• [To do]
An exact reproduction of the data below is the required answer.
──────── Listed records
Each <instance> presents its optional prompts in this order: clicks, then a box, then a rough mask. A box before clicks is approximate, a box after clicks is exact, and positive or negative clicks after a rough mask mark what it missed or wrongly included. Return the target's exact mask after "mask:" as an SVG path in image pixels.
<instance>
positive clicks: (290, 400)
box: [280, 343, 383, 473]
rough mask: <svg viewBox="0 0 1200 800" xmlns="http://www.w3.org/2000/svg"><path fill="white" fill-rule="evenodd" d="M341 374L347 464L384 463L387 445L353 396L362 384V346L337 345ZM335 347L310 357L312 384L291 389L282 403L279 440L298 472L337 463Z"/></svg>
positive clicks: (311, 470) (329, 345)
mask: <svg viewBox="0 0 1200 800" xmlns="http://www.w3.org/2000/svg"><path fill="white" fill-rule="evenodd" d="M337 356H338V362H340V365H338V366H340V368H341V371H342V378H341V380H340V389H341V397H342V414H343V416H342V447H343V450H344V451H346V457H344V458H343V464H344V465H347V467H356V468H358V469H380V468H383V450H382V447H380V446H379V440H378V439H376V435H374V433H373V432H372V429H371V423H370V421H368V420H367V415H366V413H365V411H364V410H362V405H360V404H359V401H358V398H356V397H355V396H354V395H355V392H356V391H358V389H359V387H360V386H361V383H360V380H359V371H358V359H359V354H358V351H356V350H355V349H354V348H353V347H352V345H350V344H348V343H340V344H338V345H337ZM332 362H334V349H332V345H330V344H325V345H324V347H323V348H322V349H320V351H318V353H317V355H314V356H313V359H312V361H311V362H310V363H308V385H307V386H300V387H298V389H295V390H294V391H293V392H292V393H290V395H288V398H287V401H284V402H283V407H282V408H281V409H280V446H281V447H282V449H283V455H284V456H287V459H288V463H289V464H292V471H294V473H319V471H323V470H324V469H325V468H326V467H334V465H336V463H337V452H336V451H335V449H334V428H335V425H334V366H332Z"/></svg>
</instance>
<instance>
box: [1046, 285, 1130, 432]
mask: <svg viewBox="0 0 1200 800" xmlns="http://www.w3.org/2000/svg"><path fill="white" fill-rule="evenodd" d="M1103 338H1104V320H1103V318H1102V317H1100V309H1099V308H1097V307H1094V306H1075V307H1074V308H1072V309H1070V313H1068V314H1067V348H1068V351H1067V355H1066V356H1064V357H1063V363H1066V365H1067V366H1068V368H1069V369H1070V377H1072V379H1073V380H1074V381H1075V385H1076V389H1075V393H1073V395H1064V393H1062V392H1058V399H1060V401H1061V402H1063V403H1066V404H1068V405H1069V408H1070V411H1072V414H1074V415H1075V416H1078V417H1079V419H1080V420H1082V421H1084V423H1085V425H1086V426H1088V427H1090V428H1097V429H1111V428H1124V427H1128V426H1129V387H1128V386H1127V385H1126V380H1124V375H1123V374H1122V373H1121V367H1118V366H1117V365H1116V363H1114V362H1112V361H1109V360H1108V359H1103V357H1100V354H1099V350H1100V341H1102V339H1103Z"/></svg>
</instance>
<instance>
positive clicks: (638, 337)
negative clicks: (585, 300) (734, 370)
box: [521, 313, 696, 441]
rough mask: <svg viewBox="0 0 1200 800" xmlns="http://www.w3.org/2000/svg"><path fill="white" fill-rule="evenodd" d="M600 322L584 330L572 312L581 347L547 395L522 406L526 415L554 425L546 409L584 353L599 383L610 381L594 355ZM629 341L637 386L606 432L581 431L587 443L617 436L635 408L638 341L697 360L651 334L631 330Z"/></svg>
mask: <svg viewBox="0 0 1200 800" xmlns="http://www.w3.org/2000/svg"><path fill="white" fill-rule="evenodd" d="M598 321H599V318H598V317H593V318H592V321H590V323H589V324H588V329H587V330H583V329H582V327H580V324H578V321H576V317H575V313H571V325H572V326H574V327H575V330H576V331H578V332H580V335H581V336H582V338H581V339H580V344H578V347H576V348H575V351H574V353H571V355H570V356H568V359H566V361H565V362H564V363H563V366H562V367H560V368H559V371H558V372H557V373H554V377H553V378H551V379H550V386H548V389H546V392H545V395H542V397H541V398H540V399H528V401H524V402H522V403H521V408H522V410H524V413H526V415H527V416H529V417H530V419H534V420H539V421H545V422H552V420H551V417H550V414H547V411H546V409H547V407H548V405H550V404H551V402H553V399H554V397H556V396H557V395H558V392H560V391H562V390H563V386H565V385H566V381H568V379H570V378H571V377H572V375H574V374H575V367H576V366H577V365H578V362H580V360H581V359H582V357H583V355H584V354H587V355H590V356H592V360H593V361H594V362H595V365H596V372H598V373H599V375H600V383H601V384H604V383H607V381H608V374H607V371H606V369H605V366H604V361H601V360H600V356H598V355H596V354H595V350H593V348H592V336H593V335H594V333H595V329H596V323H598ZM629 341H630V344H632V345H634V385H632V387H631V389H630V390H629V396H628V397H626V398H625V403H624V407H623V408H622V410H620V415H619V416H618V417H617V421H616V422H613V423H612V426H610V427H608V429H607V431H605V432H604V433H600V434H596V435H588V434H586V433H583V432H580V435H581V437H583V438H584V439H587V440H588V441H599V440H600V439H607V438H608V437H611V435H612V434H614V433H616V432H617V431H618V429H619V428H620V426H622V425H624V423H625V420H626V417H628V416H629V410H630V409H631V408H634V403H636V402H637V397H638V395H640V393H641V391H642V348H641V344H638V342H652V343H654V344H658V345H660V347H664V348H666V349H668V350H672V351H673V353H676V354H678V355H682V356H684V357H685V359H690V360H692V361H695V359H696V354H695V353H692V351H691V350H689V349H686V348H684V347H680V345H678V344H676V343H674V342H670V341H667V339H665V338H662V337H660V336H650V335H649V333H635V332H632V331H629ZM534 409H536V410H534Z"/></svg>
────────────────
• [Result of the task]
Each <instance> presents its optional prompts in this order: clicks, then a box, then a rough mask. A box before clicks is approximate, a box after clicks is exact, and positive or negative clicks after a rough mask mark what it missed or wrongly included. Return the target's exact mask after "mask:" as an SVG path in image pixels.
<instance>
positive clicks: (290, 400)
box: [280, 343, 383, 473]
rough mask: <svg viewBox="0 0 1200 800" xmlns="http://www.w3.org/2000/svg"><path fill="white" fill-rule="evenodd" d="M341 374L347 464L384 463L387 445L353 396L362 384V346L337 345ZM335 347L310 357L312 384L291 389L282 403L279 440L298 472L337 463Z"/></svg>
positive clicks: (311, 470) (329, 345)
mask: <svg viewBox="0 0 1200 800" xmlns="http://www.w3.org/2000/svg"><path fill="white" fill-rule="evenodd" d="M337 356H338V362H340V365H338V366H340V368H341V371H342V378H341V380H340V389H341V397H342V414H343V416H342V447H343V450H344V451H346V457H344V458H343V464H344V465H347V467H356V468H358V469H380V468H383V450H382V447H380V446H379V440H378V439H376V435H374V433H373V432H372V429H371V423H370V421H368V420H367V415H366V413H365V411H364V410H362V405H360V404H359V401H358V398H356V397H355V396H354V395H355V392H356V391H358V389H359V387H360V386H361V383H360V380H359V371H358V359H359V354H358V351H356V350H355V349H354V348H353V347H352V345H350V344H348V343H340V344H338V345H337ZM332 362H334V349H332V345H330V344H325V345H324V347H323V348H322V349H320V351H318V353H317V355H314V356H313V359H312V361H311V362H310V363H308V385H307V386H300V387H298V389H295V390H294V391H293V392H292V393H290V395H288V398H287V401H284V402H283V407H282V408H281V409H280V446H281V447H282V449H283V455H284V456H287V459H288V463H289V464H292V471H294V473H319V471H323V470H324V469H325V468H326V467H334V465H336V463H337V452H336V451H335V449H334V428H335V425H334V366H332Z"/></svg>
</instance>
<instance>
box: [1046, 285, 1130, 432]
mask: <svg viewBox="0 0 1200 800" xmlns="http://www.w3.org/2000/svg"><path fill="white" fill-rule="evenodd" d="M1103 338H1104V320H1103V318H1102V317H1100V309H1099V308H1097V307H1094V306H1075V307H1074V308H1072V309H1070V313H1068V314H1067V348H1068V351H1067V355H1066V356H1064V357H1063V363H1066V365H1067V366H1068V368H1069V369H1070V377H1072V379H1073V380H1074V381H1075V385H1076V389H1075V393H1073V395H1064V393H1062V392H1058V399H1060V401H1061V402H1063V403H1066V404H1068V405H1069V408H1070V411H1072V414H1074V415H1075V416H1078V417H1079V419H1080V420H1082V421H1084V423H1085V425H1086V426H1088V427H1090V428H1097V429H1111V428H1124V427H1128V426H1129V387H1128V386H1127V385H1126V380H1124V375H1123V374H1122V373H1121V367H1118V366H1117V365H1116V363H1114V362H1112V361H1109V360H1108V359H1103V357H1100V354H1099V350H1100V341H1102V339H1103Z"/></svg>
</instance>
<instance>
positive clicks: (638, 337)
negative clicks: (585, 300) (734, 370)
box: [521, 313, 696, 441]
rough mask: <svg viewBox="0 0 1200 800" xmlns="http://www.w3.org/2000/svg"><path fill="white" fill-rule="evenodd" d="M600 322L584 330L572 312L581 347L547 395L522 406L526 415L554 425L546 409L584 353L599 383L610 381L594 355ZM629 341L637 386L606 432L581 431L587 443L617 436L635 408L638 341L697 360L651 334L631 330Z"/></svg>
mask: <svg viewBox="0 0 1200 800" xmlns="http://www.w3.org/2000/svg"><path fill="white" fill-rule="evenodd" d="M598 321H599V318H598V317H593V318H592V321H590V323H589V324H588V329H587V330H583V329H582V327H580V324H578V321H576V317H575V313H571V325H572V326H574V327H575V330H576V331H578V332H580V335H581V336H582V338H581V339H580V344H578V347H576V348H575V351H574V353H571V355H570V356H568V359H566V361H565V362H564V363H563V366H562V367H560V368H559V371H558V372H557V373H554V377H553V378H551V379H550V386H548V389H546V392H545V395H542V397H541V398H540V399H528V401H524V402H522V403H521V408H522V410H524V413H526V415H527V416H529V417H530V419H534V420H539V421H545V422H552V420H551V417H550V414H547V411H546V409H547V407H548V405H550V404H551V402H553V399H554V397H556V396H557V395H558V392H560V391H562V390H563V386H565V385H566V381H568V379H570V378H571V377H572V375H574V374H575V367H576V366H577V365H578V362H580V360H581V359H582V357H583V355H584V354H587V355H590V356H592V360H593V361H594V362H595V365H596V372H598V373H599V375H600V383H601V384H604V383H607V381H608V374H607V371H606V369H605V366H604V361H601V360H600V356H598V355H596V354H595V350H593V348H592V336H593V335H594V333H595V329H596V323H598ZM629 341H630V344H632V345H634V385H632V387H631V389H630V390H629V396H628V397H626V398H625V403H624V407H623V408H622V410H620V415H619V416H618V417H617V421H616V422H613V423H612V426H610V427H608V429H607V431H605V432H604V433H600V434H596V435H588V434H586V433H583V432H580V435H581V437H583V438H584V439H587V440H588V441H599V440H600V439H607V438H608V437H611V435H612V434H614V433H616V432H617V431H618V429H619V428H620V426H622V425H624V423H625V420H626V417H628V416H629V410H630V409H631V408H634V403H636V402H637V397H638V395H640V393H641V391H642V348H641V344H638V342H652V343H654V344H658V345H660V347H664V348H666V349H668V350H672V351H673V353H676V354H678V355H682V356H684V357H685V359H690V360H692V361H695V359H696V354H695V353H692V351H691V350H689V349H686V348H684V347H680V345H678V344H676V343H674V342H670V341H667V339H665V338H662V337H660V336H650V335H649V333H635V332H632V331H629ZM534 409H536V410H534Z"/></svg>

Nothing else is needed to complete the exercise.